# Lesetext:
((

Im Rahmen der dann doch noch ausgefallenen Leipziger Buchmesse 2022, waren einige der geplanten Autor:innen zum Glück trotzdem angereist. In Veranstaltungen auf dem Blauen Sofa, im Literaturhaus Leipzig und der Schaubühne Lindenfels konnte man zumindest zehn portugiesischsprachige Schriftsteller:innen erleben, was ich gerne nutzte und so Dulce Maria Cardoso, Yara Nakahanda Monteiro und José Louis Peixoto (deren Bücher stelle ich in Literatur aus Portugal Teil 1 vor), Tatiana Salem Levy, Carla Bessa und Djaimilia Pereira de Almeida kennenlernte. Mein bisher sehr spärlich bestücktes Regal mit Literatur aus Portugal kann sich seitdem sehen lassen, hier folgt Teil 2.
Tatiana Salem Levy – Vista Chinesa
Hohe, dunkle Bäume, die zum Himmel aufragen, deren Kronen sich in der Mitte beinahe treffen, eine Sicht von unten, als würde man auf dem Rücken liegen und nach oben schauen – das Cover von Vista Chinesa ist reichlich düster und taucht auch im Buchinneren mehrmals wieder auf. Eine Perspektive, die vielleicht jener ähnelt, die der jungen Architektin Júlia aufgezwungen wurde, als sie ein Mann auf ihrer Joggingrunde durch den Nationalpark Tijuca am Rande von Rio de Janeiro hoch zum Aussichtspunkt Vista Chinesa mit der Waffe am Kopf ins Walddickicht zerrte und stundenlang vergewaltigte. Júlia überlebte, schwer traumatisiert. Júlia ist das Alter Ego einer Freundin von Tatiana Salem Levy, die dieses furchtbare Verbrechen erlebte und es ihr zur Fiktionalisierung in ihrem schmalen, packenden Roman Vista chinesa überließ.
Gerade war es noch ein ziemlich unbeschwertes Leben in der gehobenen Mittelklasse. Warnungen von den Eltern, den Freundinnen, dem Freund Michel gab es genug: Geh nicht allein joggen, Rio ist ein gefährlicher Ort. Aber bisher war nie etwas passiert, waren am Vormittag immer Menschen unterwegs. Júlias Leben läuft gerade gut. Sie hat einen Auftrag für das Hauptgebäude des olympischen Golfgeländes erhalten. Auch Brasilien ist im hoffnungsfrohen Aufbruch.

))

# Aufgaben:
1: Für welches Gebäude hat Júlia laut dem Lesetext über Literatur aus Portugal gerade einen Auftrag erhalten?
2: Gib den Abschnitt des Lesetexts über Literatur aus Portugal von „Tatiana Salem Levy –“ bis „Vista chinesa überließ.“ wortgetreu wieder.
3: Schreibe den Lesetext über Literatur aus Portugal im Anschluss an seinen letzten Satz weiter.

# Bereitgestelltes Material:
((

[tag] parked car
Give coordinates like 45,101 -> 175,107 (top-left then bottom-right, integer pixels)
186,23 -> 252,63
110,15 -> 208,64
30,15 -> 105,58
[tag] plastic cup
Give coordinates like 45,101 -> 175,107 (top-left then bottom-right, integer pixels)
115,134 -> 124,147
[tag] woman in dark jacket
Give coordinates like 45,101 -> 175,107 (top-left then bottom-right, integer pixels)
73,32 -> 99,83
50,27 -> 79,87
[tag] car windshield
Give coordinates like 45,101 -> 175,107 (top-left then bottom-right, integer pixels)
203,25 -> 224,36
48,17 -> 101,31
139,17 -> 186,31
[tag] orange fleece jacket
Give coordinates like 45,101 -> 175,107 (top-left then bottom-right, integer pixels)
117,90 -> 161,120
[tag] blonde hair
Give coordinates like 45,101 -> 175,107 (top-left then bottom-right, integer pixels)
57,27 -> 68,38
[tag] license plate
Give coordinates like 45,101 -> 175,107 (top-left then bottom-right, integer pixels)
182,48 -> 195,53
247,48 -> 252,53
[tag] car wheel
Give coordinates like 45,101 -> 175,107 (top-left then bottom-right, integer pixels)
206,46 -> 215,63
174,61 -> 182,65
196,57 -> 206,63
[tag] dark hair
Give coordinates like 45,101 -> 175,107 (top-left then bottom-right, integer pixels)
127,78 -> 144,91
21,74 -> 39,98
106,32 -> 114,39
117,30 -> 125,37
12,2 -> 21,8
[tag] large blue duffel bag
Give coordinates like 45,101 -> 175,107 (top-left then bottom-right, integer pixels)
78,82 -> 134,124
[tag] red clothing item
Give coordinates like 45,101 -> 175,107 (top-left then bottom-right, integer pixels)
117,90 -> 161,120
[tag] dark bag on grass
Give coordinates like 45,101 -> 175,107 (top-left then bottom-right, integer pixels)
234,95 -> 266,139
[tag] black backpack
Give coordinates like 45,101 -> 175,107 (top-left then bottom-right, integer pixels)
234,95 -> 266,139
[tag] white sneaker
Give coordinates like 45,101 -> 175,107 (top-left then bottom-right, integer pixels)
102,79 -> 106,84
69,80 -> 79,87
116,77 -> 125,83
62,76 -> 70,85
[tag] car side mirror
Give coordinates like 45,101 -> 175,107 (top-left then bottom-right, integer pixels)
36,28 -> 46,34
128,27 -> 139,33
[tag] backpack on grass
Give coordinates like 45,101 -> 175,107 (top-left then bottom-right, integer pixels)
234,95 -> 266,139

))

# Lösungen je Aufgabe:
1: Für das Hauptgebäude des olympischen Golfgeländes.

2:
Tatiana Salem Levy – Vista Chinesa
Hohe, dunkle Bäume, die zum Himmel aufragen, deren Kronen sich in der Mitte beinahe treffen, eine Sicht von unten, als würde man auf dem Rücken liegen und nach oben schauen – das Cover von Vista Chinesa ist reichlich düster und taucht auch im Buchinneren mehrmals wieder auf. Eine Perspektive, die vielleicht jener ähnelt, die der jungen Architektin Júlia aufgezwungen wurde, als sie ein Mann auf ihrer Joggingrunde durch den Nationalpark Tijuca am Rande von Rio de Janeiro hoch zum Aussichtspunkt Vista Chinesa mit der Waffe am Kopf ins Walddickicht zerrte und stundenlang vergewaltigte. Júlia überlebte, schwer traumatisiert. Júlia ist das Alter Ego einer Freundin von Tatiana Salem Levy, die dieses furchtbare Verbrechen erlebte und es ihr zur Fiktionalisierung in ihrem schmalen, packenden Roman Vista chinesa überließ.

3:
Es ist 2014, die Fußballweltmeisterschaft im eigenen Land steht vor der Tür, 2016 sollen die Olympschen Spiele folgen, die Welt schaut auf Brasilien. Wie wenig sich die Hoffnungen erfüllt haben, welche Rückschritte das Land in jüngerer Zeit gemacht hat, wissen wir heute. Die Kriminalitätsrate ist immer noch eine der weltweit höchsten. 2021 wurden 52.000 Frauen vergewaltigt, alle zehn Minuten eine, 1319 Frauen bezahlten mit ihrem Leben. Júlia hat überlebt. Aber Schmerz, Ekel, Verzweiflung, Todesangst und Scham sind auch noch Jehre später fast ständig präsent.
Mittlerweile sind Júlia und Michel verheiratet und Eltern von fünfjährigen Zwillingen, Antonia und Martim. Ihnen schreibt Júlia in einem Brief über die schlimmsten Stunden ihres Lebens. Ein etwas merkwürdiges Unternehmen und sie glaubt selbst nicht, dass sie ihnen den Brief jemals geben wird. Aber er will geschrieben werden, Júlia erhofft sich davon Abstand. Sie schreibt über ihr Leben heute, wie präsent die Vergewaltigung immer noch ist, nähert sich in atemloser Prosa dem Geschehen selbst (ich bin eigentlich keine Freundin von Triggerwarnungen, aber hier wird wirklich alles sehr intensiv geschildert), erzählt von den Ermittlungen, wie die anfängliche Rücksichtnahme der Polizei zunehmend in Ungeduld umschlug, und bleibt bei allem Schmerz auch immer hoffnungsvoll, schildert, wie sie ihr Leben und ihre Liebe zu Michel, und auch ihr Sexualleben, wiedereroberte.
Tatiana Salem Levy erzählt einfühlsam und verstörend, schonungslos und behutsam, schmerzhaft und wahrhaftig von diesem alles erschütternden Erlebnis. Aus der genauen persönlichen Geschichte macht sie eine der kollektiven weiblichen Erfahrung. Das ist ihr großartig gelungen. Ein wirklich herausragender Roman in vorzüglicher Übersetzung durch Marianne Gareis.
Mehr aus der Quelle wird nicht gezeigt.